| Written instruction |
Transcribe the records below exactly.

| Source data |
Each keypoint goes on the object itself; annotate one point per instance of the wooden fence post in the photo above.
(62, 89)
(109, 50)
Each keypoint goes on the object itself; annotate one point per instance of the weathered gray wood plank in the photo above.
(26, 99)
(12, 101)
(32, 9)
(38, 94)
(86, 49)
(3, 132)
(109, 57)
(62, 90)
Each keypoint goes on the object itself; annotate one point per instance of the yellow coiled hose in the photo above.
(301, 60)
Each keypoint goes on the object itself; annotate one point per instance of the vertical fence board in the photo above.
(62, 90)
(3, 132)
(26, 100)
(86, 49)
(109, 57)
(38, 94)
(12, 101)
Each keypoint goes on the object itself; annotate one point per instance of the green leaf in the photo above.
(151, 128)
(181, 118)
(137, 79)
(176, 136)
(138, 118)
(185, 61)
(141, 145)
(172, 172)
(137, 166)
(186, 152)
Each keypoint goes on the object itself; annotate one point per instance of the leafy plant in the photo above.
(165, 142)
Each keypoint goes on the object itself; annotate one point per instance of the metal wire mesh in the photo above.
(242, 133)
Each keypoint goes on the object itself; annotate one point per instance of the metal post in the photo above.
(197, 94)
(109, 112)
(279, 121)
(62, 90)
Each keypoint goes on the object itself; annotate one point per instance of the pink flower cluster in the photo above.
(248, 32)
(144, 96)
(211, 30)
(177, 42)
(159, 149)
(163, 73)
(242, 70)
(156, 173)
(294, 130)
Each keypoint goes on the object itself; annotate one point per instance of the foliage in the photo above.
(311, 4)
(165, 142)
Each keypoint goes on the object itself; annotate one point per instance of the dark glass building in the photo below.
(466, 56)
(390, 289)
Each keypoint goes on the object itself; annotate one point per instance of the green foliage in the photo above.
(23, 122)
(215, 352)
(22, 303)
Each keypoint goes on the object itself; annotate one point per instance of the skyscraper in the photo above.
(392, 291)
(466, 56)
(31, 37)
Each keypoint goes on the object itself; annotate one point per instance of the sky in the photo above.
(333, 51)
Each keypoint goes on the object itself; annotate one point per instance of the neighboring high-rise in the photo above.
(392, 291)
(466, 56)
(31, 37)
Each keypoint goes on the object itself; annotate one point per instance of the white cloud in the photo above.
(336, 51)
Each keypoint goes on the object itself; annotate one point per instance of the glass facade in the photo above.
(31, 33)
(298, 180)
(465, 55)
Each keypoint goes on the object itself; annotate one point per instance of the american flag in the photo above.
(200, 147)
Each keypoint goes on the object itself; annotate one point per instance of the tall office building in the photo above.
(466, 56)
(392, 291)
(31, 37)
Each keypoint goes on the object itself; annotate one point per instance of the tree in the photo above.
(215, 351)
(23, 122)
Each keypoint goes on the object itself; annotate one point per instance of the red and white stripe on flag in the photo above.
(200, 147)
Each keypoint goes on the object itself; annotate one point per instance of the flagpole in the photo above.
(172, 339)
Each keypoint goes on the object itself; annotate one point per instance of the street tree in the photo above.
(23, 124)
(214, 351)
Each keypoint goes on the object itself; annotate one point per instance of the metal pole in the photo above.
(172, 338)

| Solution below |
Each keypoint goes on the object itself; annotate one point per instance of the wooden fence post in the photo above.
(62, 89)
(109, 50)
Each keypoint goes on the object itself; annotate one point per instance of the weathered gray wood plank in the photo above.
(26, 99)
(12, 101)
(32, 9)
(38, 94)
(86, 49)
(3, 132)
(109, 57)
(62, 90)
Each keypoint goes on the object itself; annotate one point per instance of the yellow coiled hose in the photo above.
(301, 60)
Each keypoint goes on the object itself; annotate one point per instance of the vertical fence board in the photo above.
(62, 90)
(3, 132)
(26, 100)
(86, 49)
(109, 57)
(38, 94)
(12, 101)
Each keypoint goes on the object itself; annotate one point per instance of the green leaf in the photo above.
(151, 128)
(181, 118)
(137, 79)
(176, 136)
(138, 118)
(185, 61)
(141, 145)
(172, 172)
(137, 166)
(186, 152)
Each keypoint goes on the object itself; annotate one point per instance of the leafy plant in the photo above.
(165, 142)
Each keypoint goes on the object itself; annotate one point per instance of the metal wire mesh in the photo above.
(242, 133)
Each keypoint goes on the object itself; annotate one point per instance of the metal post in the photo above.
(197, 94)
(109, 112)
(279, 121)
(62, 90)
Each keypoint goes on the object itself; annotate one point per instance of the pink flower cluster in the photo above.
(248, 32)
(144, 96)
(211, 30)
(177, 42)
(159, 149)
(163, 73)
(242, 70)
(156, 173)
(294, 130)
Each keypoint goes on the object itself; annotate one point per instance of the foliage in the photo above.
(311, 4)
(165, 142)
Each keypoint goes on the object itself; annotate one point per instance of the dark glass building in the photo below.
(466, 56)
(390, 289)
Each keypoint goes on the object itself; annotate one point per instance of the green foliage in the photo above.
(23, 122)
(215, 352)
(22, 303)
Each keypoint goes on the object itself; annotate one point per instance of the skyscraper in the photo above.
(392, 291)
(466, 56)
(31, 37)
Each keypoint goes on the object itself; annotate one point per instance of the sky in the photo above.
(333, 51)
Each keypoint goes on the object itself; annotate one point per instance of the neighboring high-rise in the photo above.
(392, 291)
(466, 56)
(31, 37)
Each keypoint goes on the object itself; annotate one point per instance of the white cloud in the photo above.
(336, 51)
Each keypoint goes on the object itself; annotate one point per instance of the glass facade in the photo above.
(31, 33)
(298, 180)
(465, 55)
Each keypoint goes on the object itself; annotate one point per instance of the american flag in the photo above.
(200, 147)
Each keypoint goes on the object itself; annotate one point per instance of the tall office building in the photo above.
(466, 56)
(392, 291)
(31, 37)
Each keypoint goes on the object itself; annotate one point per instance of the tree in the photo above.
(215, 351)
(23, 122)
Each keypoint goes on the object itself; annotate one point per instance of the red and white stripe on flag in the photo above.
(200, 147)
Each keypoint goes on the object itself; annotate one point per instance of the flagpole in the photo above.
(172, 339)
Each keypoint goes on the object itself; annotate one point per instance of the street tree in the photo above.
(23, 124)
(214, 351)
Each keypoint goes on the object itself; annotate one point per instance of the metal pole in the photo above.
(172, 338)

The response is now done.